◆ WHAT IS REQUIRED ◆
Copy each line exactly. Drop every picture.

..............................

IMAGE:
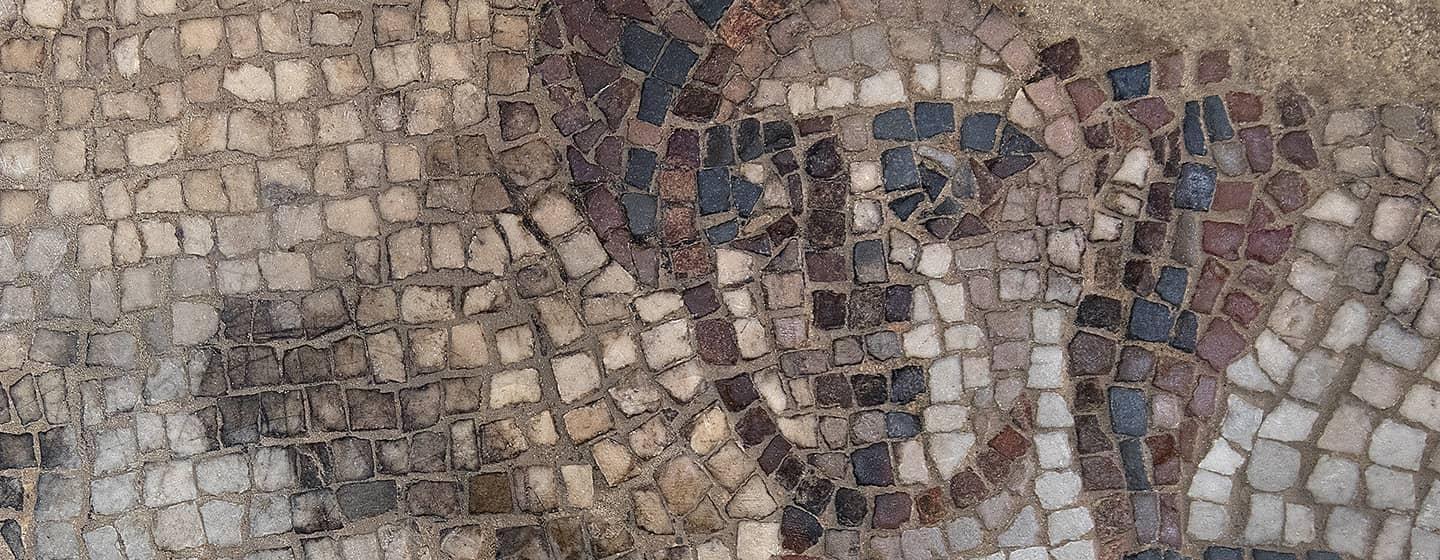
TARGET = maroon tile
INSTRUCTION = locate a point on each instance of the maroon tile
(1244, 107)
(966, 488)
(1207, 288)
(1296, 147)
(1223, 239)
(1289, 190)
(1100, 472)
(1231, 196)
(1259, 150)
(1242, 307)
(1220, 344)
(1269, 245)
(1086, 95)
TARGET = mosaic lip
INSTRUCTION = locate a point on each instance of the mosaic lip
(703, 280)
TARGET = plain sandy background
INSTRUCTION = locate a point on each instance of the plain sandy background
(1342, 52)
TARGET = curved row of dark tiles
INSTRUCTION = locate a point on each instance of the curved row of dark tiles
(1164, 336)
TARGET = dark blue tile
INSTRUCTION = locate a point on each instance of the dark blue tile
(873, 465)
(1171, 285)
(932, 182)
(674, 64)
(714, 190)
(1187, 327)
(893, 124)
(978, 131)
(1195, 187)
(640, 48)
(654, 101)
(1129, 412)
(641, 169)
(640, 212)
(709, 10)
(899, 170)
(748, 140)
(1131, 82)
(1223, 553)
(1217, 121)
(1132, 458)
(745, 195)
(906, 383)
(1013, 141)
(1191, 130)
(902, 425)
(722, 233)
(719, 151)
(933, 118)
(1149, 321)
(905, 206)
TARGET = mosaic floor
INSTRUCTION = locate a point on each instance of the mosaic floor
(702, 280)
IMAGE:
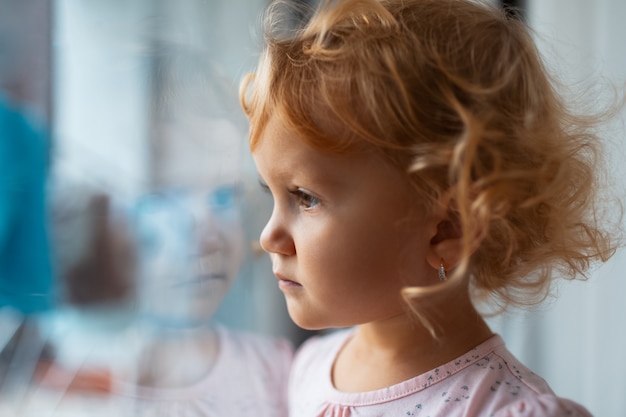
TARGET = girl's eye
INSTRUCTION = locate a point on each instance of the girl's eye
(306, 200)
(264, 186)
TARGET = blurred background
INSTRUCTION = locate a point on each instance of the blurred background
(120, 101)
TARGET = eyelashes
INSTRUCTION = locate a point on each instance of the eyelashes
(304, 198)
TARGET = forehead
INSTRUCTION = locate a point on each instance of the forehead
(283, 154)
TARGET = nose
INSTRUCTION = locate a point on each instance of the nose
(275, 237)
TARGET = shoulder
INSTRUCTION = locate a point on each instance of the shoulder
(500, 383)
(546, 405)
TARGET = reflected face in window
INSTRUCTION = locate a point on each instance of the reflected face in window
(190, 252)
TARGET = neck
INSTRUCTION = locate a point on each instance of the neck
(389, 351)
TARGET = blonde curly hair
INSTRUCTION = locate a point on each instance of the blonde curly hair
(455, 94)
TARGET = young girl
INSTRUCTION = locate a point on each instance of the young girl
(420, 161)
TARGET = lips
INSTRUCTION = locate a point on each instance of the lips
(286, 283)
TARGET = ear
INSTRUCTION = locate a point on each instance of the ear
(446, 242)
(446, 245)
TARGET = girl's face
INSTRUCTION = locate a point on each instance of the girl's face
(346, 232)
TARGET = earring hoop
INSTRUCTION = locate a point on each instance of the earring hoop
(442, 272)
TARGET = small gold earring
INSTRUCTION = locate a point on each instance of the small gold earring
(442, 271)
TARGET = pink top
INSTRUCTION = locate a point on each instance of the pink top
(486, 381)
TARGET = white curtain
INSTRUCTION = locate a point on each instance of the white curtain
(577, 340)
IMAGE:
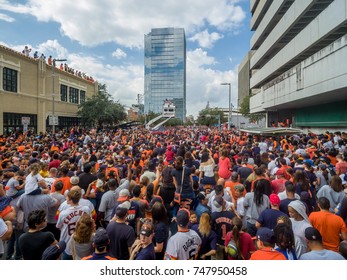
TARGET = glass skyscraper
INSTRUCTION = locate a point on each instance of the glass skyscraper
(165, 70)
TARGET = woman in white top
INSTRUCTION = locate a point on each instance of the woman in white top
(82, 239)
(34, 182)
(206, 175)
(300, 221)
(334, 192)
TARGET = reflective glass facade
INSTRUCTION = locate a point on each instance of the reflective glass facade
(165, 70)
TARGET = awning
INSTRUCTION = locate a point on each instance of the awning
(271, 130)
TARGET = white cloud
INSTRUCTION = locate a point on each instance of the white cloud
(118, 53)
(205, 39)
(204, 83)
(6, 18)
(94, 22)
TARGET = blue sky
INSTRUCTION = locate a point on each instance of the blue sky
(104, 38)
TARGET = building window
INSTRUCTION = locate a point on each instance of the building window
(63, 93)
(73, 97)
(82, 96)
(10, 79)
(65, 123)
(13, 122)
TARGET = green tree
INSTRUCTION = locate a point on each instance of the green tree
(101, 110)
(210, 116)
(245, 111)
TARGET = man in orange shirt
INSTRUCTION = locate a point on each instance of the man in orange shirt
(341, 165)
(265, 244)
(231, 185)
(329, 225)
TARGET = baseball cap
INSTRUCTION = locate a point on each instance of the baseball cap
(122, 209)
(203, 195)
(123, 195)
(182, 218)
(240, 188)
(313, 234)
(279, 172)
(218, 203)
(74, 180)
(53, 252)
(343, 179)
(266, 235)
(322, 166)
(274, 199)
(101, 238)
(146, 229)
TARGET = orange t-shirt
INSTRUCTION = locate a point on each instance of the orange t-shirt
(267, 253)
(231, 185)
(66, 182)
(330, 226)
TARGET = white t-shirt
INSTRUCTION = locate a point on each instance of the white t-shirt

..............................

◆ EXPECTED ANSWER ◆
IMAGE:
TARGET = maroon tile
INSTRUCTION = locate a point on each instance of the maroon tile
(1244, 107)
(966, 488)
(1207, 288)
(1296, 147)
(1223, 239)
(1289, 190)
(1100, 472)
(1231, 196)
(1259, 150)
(1242, 307)
(1220, 344)
(1269, 245)
(1086, 95)
TARGET = mosaic lip
INSTRUCTION = locate a point on each instance of the mosaic lip
(703, 280)
TARGET = plain sandy background
INSTRUCTION = locate a point on each instance of the plain sandy background
(1342, 52)
TARGET = curved row of dark tiles
INSTRUCTION = locate a point on each instance of the curved row of dark tiles
(1164, 336)
TARGET = dark blue tile
INSTRUCTION = locate a point on each instance of the dark blue tile
(873, 465)
(1171, 285)
(932, 182)
(674, 64)
(714, 190)
(1187, 327)
(893, 124)
(978, 131)
(1195, 187)
(640, 48)
(654, 101)
(1129, 412)
(641, 169)
(640, 212)
(709, 10)
(899, 170)
(748, 140)
(1131, 82)
(1223, 553)
(1217, 121)
(1132, 458)
(745, 195)
(906, 383)
(1013, 141)
(1191, 130)
(902, 425)
(722, 233)
(719, 151)
(933, 118)
(1149, 321)
(905, 206)
TARGET = mosaic floor
INSTRUCTION = locate a point on each instance of the mosaic floor
(702, 280)
IMAGE:
TARGET = girl's eye
INSTRUCTION = locate a point on each instance of the girl's eye
(306, 200)
(264, 186)
TARGET = blurred background
INSTRUCTION = locate a point on each instance of the blurred background
(120, 101)
TARGET = eyelashes
INSTRUCTION = locate a point on each instance of the eyelashes
(304, 198)
TARGET = forehead
INSTRUCTION = locate a point on each instance of the forehead
(283, 154)
TARGET = nose
INSTRUCTION = locate a point on each instance of the nose
(275, 237)
TARGET = shoulder
INSTRUCTION = locate a point on each instance of the shoulder
(500, 383)
(546, 405)
TARGET = reflected face in window
INSTRUCTION = locate a point on each instance of the reflected face in window
(190, 252)
TARGET = neck
INSTRUCTION = locate a point on each instance of the neck
(389, 351)
TARGET = blonde curly hair
INSTRUCTION = locate a point on each instance of the blonde curly hair
(455, 94)
TARGET = young girl
INSTRUCTION = locate a point on each instance of the young girl
(420, 161)
TARGET = lips
INSTRUCTION = locate a point on each instance of the lips
(286, 283)
TARGET = ear
INSTRUCTION = locate a point on each instance of the ear
(446, 242)
(446, 245)
TARGET = girl's face
INSTRUCTION = locate a point on each instance of the girl's face
(346, 232)
TARGET = earring hoop
INSTRUCTION = locate a point on each instance of the earring hoop
(442, 272)
TARGET = small gold earring
INSTRUCTION = locate a point on each instance of the small gold earring
(442, 271)
TARGET = pink top
INSTRUCTION = locate a point on each instance of the pink top
(486, 381)
TARGET = white curtain
INSTRUCTION = locate a point on each instance of the white curtain
(577, 340)
IMAGE:
TARGET = glass skyscraper
INSTRUCTION = locate a point on each instance of the glass skyscraper
(165, 70)
TARGET = woman in white top
INSTRUCTION = locate a point on each instance of the woman in white top
(82, 239)
(34, 182)
(206, 175)
(300, 221)
(334, 192)
TARGET = reflective glass facade
INSTRUCTION = locate a point on each instance of the reflective glass facade
(165, 70)
TARGET = awning
INSTRUCTION = locate a point on each instance of the awning
(271, 130)
TARGET = white cloud
INSTRUCTION = locate a point on each instance of the white cloud
(118, 53)
(205, 39)
(204, 83)
(6, 18)
(94, 22)
TARGET = blue sky
INSTRUCTION = locate a point on each instance of the blue sky
(104, 38)
TARGET = building window
INSTRUCTION = locate a point on each instance of the building window
(63, 93)
(73, 97)
(82, 96)
(10, 79)
(65, 123)
(13, 122)
TARGET = green tree
INSTRUCTION = locate a point on each instance of the green tree
(101, 110)
(210, 116)
(245, 111)
TARGET = man in orange shirt
INSTRUCTION = locate a point on each instance of the man in orange shirt
(341, 165)
(265, 244)
(231, 185)
(329, 225)
TARGET = baseball cap
INSTRUCTION = locate a point on each instance of the baseball cap
(122, 209)
(203, 195)
(123, 195)
(182, 218)
(240, 188)
(313, 234)
(279, 172)
(218, 203)
(74, 180)
(53, 252)
(343, 179)
(266, 235)
(322, 166)
(274, 199)
(101, 238)
(146, 229)
TARGET = orange t-shirt
INSTRUCTION = locate a point on each instance of the orange t-shirt
(267, 253)
(231, 185)
(66, 182)
(330, 226)
TARGET = white t-shirt
INSTRUCTION = locate a point on each instance of the white t-shirt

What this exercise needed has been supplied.